◆ **Short problem A**: In the Zedstore thread, what does a block range map to in zedstore when BRIN indexes are used?

◆ **Passage**:
+--
Re: Zedstore - compressed in-core columnar storage

Поиск
Список
Период
Сортировка
От Ashwin Agrawal
Тема Re: Zedstore - compressed in-core columnar storage
Дата
Msg-id CALfoeitVUvPHJEjNacxSXmaH4OL+vmjmRGuToMSn=p_UGjHWaA@mail.gmail.com
обсуждение исходный текст
Ответ на Re: Zedstore - compressed in-core columnar storage  (Tomas Vondra <tomas.vondra@2ndquadrant.com>)
Список pgsql-hackers

On Tue, Apr 16, 2019 at 9:15 AM Tomas Vondra <tomas.vondra@2ndquadrant.com> wrote:

I'm not sure it's that clear cut, actually. Sure, it's not the usual
(block,item) pair so it's not possible to jump to the exact location, so
it's not the raw physical identifier as regular TID. But the data are
organized in a btree, with the TID as a key, so it does actually provide
some information about the location.

From representation perspective its logical identifier. But yes since                                                                   
is used as used as key to layout datum's, there exists pretty good                                                                      
correlation between TIDs and physical location. Can consider it as                                                                      
clustered based on TID.

I've asked about BRIN indexes elsewhere in this thread, which I think is
related to this question, because that index type relies on TID providing
sufficient information about location. And I think BRIN indexes are going
to be rather important for colstores (and formats like ORC have something
very similar built-in).

But maybe all we'll have to do is define the ranges differently - instead
of "number of pages" we may define them as "number of rows" and it might
be working.

BRIN indexes work for zedstore right now. A block range maps to                                                                      
just a range of TIDs in zedstore, as pointed out above. When one converts a                                                                  
zstid to an ItemPointer, can get the "block number" from the                                                                            
ItemPointer, like from a normal heap TID. It doesn't mean the direct                                                                    
physical location of the row in zedstore, but that's fine.                                                                              
                                                                                                                                        
It might be sub-optimal in some cases. For example if one zedstore                                                                      
page contains TIDs 1-1000, and another 1000-2000, and the entry in the                                                                  
BRIN index covers TIDs 500-1500, have to access both zedstore                                                                           
pages. Would be better if the cutoff points in the BRIN index would                                                                     
match the physical pages of the zedstore. But it still works, and is                                                                    
probably fine in practice.                                                                                                              
                                                                                                                                        
Plan is to add integrated BRIN index in zedstore, means keep min-max                                                                    
values for appropriate columns within page. This will not help to                                                                       
eliminate the IO as external BRIN index does but helps to skip                                                                          
uncompression and visibility checks etc... for blocks not matching the                                                                  
conditions.
+--
◆ **Entries provided**:
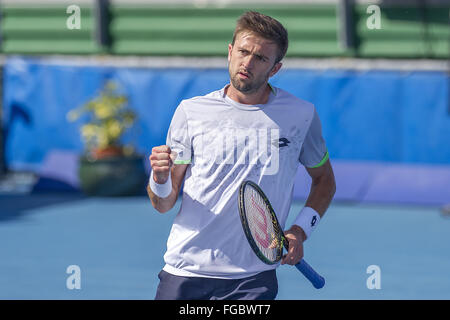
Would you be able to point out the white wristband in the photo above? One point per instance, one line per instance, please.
(307, 219)
(161, 190)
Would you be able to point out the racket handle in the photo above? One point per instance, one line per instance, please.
(316, 279)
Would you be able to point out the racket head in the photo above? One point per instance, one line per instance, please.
(260, 223)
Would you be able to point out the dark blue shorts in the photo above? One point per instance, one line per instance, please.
(262, 286)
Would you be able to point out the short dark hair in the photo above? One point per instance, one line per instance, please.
(266, 27)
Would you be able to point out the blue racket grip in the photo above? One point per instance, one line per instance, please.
(316, 279)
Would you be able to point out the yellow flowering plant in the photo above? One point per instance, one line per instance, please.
(108, 119)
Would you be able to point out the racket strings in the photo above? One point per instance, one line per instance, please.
(261, 226)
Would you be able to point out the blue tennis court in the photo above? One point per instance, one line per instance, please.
(118, 245)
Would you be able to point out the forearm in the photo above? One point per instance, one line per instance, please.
(162, 205)
(321, 194)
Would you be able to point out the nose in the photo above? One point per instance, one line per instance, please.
(248, 61)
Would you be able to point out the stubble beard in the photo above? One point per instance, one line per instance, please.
(250, 86)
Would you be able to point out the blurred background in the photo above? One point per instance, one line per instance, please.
(89, 87)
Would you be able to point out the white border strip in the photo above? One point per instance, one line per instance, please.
(222, 63)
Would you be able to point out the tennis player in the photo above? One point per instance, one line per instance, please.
(248, 130)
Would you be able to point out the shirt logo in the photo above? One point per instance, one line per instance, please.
(282, 142)
(313, 221)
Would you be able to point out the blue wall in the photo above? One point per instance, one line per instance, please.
(383, 116)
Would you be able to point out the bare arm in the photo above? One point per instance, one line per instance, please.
(323, 187)
(161, 162)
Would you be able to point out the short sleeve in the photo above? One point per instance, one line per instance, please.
(178, 138)
(314, 150)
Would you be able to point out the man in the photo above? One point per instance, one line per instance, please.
(219, 140)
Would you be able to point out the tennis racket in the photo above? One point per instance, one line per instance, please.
(263, 230)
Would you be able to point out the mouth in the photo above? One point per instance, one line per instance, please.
(243, 75)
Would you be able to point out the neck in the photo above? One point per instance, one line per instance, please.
(261, 96)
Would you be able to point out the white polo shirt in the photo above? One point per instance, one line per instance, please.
(225, 143)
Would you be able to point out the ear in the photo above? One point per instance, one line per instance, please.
(275, 69)
(230, 48)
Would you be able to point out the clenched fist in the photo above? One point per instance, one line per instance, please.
(161, 160)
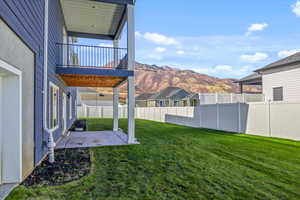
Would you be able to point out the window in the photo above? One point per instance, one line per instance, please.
(278, 94)
(176, 103)
(70, 108)
(53, 106)
(161, 103)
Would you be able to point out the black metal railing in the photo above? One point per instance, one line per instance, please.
(74, 55)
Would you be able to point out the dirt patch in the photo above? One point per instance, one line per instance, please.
(70, 165)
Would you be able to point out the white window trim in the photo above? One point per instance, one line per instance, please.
(70, 107)
(51, 84)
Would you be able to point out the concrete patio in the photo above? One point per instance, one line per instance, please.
(92, 139)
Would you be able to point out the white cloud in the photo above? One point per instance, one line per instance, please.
(296, 8)
(256, 27)
(180, 52)
(223, 68)
(286, 53)
(105, 45)
(160, 49)
(155, 57)
(254, 58)
(160, 39)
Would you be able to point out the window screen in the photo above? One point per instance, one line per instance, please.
(278, 94)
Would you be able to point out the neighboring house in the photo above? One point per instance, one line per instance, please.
(169, 97)
(40, 68)
(193, 100)
(143, 100)
(280, 80)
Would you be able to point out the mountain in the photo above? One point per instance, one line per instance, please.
(152, 78)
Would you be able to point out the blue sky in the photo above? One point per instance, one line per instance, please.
(226, 38)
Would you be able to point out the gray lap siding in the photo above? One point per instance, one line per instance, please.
(26, 19)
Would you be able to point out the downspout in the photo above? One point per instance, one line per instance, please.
+--
◆ **Short problem B**: Copy the stretch of the records from the line containing "Would you be able to point out the neighboring" through the end of the records, keeping every line unchanged.

◆ **Exercise output A**: A range of TIDs.

◆ **Exercise output B**:
Would you be able to point out the neighboring house in the photo above? One point per instance, one line per instance, please.
(169, 97)
(40, 68)
(193, 100)
(143, 100)
(280, 80)
Would you be able to point out the mountain in the photo above? One point per instance, one line per instance, please.
(152, 78)
Would you be able to point out the blue sky in the photo above? One point per instance, one line per instance, please.
(226, 38)
Would you be able to point out the gray lap siding in the photo above? One point per instance, one line per instance, please.
(26, 19)
Would you be able to point out the downspout in the photo above? One point per instance, one line per instance, please.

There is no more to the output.